[START RAW DATA]

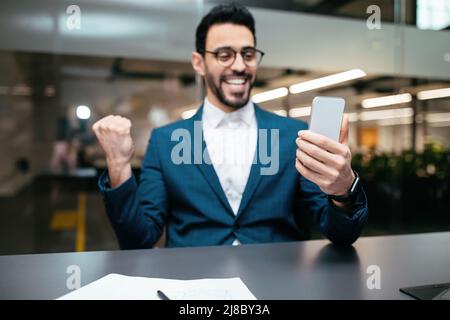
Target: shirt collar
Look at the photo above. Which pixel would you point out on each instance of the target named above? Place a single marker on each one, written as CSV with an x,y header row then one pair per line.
x,y
214,115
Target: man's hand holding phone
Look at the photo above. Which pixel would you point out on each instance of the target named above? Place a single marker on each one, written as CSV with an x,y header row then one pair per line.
x,y
326,162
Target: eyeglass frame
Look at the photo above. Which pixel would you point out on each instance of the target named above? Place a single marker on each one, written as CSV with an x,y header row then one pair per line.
x,y
215,53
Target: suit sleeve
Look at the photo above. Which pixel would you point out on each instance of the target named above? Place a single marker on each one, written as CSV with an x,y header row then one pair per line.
x,y
138,211
338,226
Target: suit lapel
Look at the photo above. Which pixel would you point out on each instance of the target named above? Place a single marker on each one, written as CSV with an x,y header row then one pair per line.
x,y
206,169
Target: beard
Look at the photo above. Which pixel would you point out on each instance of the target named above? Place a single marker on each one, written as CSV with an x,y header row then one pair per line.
x,y
241,99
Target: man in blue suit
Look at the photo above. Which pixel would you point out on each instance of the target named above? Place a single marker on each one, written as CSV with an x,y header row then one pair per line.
x,y
233,173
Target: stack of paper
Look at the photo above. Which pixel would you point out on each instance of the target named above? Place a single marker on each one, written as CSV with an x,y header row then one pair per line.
x,y
120,287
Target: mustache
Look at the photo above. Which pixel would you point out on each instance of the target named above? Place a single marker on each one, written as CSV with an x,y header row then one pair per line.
x,y
245,75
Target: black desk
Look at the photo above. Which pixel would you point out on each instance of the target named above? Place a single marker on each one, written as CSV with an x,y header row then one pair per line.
x,y
296,270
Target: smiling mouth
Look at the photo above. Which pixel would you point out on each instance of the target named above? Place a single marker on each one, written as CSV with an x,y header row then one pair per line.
x,y
236,80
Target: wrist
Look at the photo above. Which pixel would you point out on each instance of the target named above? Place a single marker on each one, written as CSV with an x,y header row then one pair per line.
x,y
119,171
350,193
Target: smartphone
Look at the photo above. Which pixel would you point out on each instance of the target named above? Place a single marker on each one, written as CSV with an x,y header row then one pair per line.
x,y
326,116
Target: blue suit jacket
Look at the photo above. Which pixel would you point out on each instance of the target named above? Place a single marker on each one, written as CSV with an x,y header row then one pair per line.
x,y
189,200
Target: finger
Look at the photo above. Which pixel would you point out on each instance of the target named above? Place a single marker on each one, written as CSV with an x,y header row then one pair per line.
x,y
317,166
343,135
322,141
318,153
307,173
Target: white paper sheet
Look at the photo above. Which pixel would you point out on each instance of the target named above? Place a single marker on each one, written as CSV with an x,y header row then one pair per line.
x,y
120,287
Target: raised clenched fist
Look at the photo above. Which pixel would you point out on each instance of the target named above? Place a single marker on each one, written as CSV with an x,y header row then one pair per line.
x,y
114,135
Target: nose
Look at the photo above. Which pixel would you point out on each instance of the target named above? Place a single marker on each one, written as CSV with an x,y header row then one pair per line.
x,y
238,64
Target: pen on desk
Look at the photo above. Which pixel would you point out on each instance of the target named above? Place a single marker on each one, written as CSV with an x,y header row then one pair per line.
x,y
162,295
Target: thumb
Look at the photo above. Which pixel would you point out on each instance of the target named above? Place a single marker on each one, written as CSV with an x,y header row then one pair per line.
x,y
343,136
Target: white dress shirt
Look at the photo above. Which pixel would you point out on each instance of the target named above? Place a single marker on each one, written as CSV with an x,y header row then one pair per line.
x,y
231,140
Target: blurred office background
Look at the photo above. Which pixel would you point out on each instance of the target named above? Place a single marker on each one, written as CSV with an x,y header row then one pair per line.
x,y
132,57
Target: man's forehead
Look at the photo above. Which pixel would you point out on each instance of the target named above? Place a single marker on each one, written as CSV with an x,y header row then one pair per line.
x,y
229,35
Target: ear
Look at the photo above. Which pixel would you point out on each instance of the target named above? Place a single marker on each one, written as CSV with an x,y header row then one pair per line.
x,y
198,63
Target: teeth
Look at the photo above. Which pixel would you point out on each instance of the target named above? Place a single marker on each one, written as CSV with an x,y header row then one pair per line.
x,y
235,81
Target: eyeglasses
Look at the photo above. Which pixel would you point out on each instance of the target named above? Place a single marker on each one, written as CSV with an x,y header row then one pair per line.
x,y
226,56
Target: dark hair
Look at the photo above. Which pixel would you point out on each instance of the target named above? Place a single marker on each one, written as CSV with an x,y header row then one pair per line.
x,y
224,13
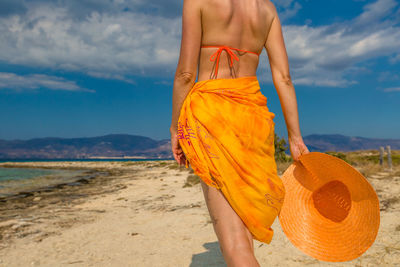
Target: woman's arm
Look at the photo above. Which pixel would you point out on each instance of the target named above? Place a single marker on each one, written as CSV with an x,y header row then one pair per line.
x,y
186,70
279,64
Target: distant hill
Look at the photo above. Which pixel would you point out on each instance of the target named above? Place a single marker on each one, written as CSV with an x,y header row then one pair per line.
x,y
338,142
124,145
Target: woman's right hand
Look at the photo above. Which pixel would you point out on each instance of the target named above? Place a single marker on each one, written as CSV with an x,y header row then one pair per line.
x,y
297,147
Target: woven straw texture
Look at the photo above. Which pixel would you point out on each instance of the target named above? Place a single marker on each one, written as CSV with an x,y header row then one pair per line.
x,y
330,211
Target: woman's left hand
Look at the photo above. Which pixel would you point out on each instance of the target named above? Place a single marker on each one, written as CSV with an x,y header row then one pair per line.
x,y
176,149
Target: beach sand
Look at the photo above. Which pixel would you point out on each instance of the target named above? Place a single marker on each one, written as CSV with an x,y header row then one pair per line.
x,y
142,214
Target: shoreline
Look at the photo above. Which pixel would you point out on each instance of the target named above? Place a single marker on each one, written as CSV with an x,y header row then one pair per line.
x,y
146,214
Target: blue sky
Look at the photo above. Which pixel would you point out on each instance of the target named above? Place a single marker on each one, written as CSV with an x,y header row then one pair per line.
x,y
82,68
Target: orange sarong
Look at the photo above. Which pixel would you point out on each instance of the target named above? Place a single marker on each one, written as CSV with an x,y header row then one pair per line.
x,y
226,132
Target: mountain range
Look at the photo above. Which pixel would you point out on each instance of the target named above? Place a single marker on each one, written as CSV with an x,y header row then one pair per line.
x,y
125,146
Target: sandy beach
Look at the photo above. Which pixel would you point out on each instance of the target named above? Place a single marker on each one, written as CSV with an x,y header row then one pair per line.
x,y
151,213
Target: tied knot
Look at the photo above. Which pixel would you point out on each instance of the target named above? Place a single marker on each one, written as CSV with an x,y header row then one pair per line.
x,y
217,55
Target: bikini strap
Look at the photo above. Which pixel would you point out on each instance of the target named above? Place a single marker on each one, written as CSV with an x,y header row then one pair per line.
x,y
232,56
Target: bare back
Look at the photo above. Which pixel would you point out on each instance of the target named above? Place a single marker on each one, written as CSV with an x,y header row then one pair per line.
x,y
242,24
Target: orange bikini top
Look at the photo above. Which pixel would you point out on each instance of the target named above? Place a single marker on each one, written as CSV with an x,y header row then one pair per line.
x,y
231,55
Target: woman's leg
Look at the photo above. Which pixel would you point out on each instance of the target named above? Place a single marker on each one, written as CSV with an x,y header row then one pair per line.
x,y
234,238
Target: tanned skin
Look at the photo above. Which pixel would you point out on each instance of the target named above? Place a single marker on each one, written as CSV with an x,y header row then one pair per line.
x,y
245,24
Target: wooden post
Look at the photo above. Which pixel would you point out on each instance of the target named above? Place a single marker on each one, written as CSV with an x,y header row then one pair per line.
x,y
381,150
389,158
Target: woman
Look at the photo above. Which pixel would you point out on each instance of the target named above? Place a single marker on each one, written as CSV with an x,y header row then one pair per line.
x,y
226,126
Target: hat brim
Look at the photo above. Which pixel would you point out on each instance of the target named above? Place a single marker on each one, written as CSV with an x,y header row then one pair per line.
x,y
335,233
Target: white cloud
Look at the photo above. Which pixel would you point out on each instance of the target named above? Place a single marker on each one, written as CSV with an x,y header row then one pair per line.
x,y
115,40
326,55
35,81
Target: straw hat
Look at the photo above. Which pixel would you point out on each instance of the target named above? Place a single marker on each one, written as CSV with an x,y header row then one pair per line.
x,y
330,210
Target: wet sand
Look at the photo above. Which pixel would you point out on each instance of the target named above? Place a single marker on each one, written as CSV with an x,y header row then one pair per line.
x,y
150,214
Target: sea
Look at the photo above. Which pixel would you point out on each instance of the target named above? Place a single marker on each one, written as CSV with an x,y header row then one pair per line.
x,y
16,180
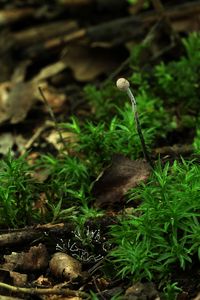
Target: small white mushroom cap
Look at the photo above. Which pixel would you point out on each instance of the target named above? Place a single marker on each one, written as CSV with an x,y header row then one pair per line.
x,y
122,84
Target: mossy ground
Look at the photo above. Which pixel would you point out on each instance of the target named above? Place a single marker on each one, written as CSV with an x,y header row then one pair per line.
x,y
160,234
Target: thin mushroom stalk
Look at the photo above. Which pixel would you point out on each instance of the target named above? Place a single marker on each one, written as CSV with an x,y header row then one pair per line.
x,y
124,85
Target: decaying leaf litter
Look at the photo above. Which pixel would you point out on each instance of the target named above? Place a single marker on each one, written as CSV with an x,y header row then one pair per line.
x,y
60,47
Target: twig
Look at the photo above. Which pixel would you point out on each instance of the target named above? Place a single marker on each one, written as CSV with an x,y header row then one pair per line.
x,y
124,85
52,116
44,291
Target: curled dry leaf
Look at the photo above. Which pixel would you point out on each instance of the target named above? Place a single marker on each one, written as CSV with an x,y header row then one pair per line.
x,y
35,259
64,266
116,180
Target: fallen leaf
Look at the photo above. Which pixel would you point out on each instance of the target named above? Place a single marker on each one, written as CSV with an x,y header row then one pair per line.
x,y
117,179
35,259
64,266
88,63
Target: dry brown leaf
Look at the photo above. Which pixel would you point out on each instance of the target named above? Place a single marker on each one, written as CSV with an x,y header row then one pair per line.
x,y
122,175
64,266
35,259
88,63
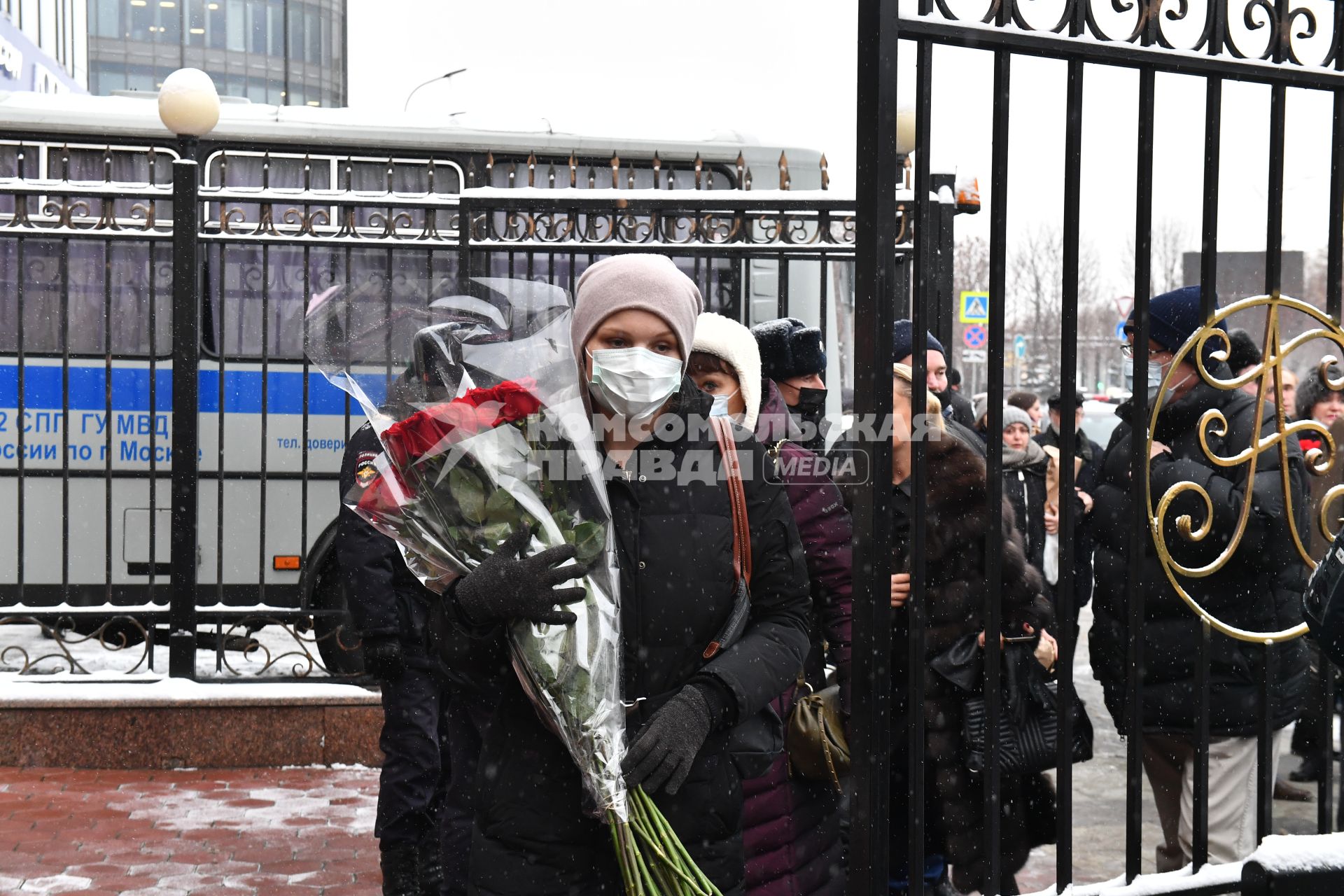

[END RAW DATA]

YOUR INSTRUCTIONS> Copy out every line of the records above that contains the word "shirt", matching case exactly.

TASK RESULT>
Target: shirt collar
Target: white dress shirt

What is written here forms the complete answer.